Dataset excerpts on object pointing:
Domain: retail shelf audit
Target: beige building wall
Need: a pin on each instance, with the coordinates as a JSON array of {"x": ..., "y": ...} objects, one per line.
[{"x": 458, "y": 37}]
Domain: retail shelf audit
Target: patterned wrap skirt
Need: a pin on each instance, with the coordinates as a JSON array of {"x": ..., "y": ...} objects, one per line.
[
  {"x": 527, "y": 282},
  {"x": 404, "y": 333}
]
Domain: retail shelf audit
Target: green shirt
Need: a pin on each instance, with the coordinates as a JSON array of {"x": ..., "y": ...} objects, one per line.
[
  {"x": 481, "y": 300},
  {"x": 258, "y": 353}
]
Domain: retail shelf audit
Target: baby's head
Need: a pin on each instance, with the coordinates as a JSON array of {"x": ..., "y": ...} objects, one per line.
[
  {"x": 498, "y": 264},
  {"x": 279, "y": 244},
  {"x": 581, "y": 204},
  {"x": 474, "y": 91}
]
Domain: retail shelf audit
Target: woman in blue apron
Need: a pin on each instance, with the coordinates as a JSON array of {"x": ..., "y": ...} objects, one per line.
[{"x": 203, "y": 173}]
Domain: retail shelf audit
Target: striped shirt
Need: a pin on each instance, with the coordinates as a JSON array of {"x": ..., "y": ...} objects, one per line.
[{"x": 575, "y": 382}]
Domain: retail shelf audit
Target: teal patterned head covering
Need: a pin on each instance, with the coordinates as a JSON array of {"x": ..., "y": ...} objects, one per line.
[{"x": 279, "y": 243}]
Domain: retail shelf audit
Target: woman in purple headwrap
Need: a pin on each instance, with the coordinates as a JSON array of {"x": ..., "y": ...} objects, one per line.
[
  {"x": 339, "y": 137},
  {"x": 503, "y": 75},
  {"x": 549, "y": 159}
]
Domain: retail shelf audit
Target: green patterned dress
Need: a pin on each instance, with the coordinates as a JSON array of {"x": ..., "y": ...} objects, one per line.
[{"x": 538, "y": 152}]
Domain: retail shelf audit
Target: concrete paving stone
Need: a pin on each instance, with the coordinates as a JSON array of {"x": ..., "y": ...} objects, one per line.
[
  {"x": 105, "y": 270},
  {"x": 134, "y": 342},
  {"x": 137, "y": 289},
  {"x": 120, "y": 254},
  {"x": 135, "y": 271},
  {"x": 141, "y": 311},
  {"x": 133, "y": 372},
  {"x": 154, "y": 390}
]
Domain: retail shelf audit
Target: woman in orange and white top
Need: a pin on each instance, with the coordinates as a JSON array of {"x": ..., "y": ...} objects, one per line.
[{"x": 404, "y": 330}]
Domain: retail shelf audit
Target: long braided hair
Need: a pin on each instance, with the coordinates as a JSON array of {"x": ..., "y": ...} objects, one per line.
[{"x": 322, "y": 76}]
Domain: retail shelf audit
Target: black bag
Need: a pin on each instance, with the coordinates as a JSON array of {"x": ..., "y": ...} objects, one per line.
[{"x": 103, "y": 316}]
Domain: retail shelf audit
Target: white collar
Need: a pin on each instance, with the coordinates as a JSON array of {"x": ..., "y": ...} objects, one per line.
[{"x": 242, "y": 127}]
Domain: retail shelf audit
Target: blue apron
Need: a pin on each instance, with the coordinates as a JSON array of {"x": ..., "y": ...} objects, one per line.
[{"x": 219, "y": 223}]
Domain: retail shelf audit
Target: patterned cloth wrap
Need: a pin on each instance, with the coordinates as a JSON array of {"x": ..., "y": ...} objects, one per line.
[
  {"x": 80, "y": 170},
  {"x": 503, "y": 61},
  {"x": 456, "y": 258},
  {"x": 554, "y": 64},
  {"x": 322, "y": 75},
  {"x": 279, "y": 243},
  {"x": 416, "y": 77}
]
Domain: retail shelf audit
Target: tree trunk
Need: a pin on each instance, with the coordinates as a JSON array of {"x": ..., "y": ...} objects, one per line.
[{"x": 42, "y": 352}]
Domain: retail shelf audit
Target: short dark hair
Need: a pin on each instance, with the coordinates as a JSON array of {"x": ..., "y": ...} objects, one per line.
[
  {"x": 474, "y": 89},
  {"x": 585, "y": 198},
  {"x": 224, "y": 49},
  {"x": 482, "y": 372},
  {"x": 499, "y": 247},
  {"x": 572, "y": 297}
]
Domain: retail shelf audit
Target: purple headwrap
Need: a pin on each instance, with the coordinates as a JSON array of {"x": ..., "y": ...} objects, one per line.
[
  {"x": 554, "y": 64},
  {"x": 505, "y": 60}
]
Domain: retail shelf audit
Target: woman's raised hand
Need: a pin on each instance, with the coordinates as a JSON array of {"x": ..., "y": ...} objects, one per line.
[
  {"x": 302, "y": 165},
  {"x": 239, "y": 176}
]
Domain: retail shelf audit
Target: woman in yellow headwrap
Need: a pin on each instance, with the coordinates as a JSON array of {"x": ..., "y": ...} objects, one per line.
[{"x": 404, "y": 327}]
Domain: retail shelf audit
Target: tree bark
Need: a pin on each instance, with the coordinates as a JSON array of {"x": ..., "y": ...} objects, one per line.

Your objective: Gather every line of the data above that contains the string "woman", treating case as significant.

Reply to the task:
Target: woman in blue apron
Target: woman in purple headwrap
Target: woman in orange and white top
Target: woman's raised hand
Target: woman in yellow headwrap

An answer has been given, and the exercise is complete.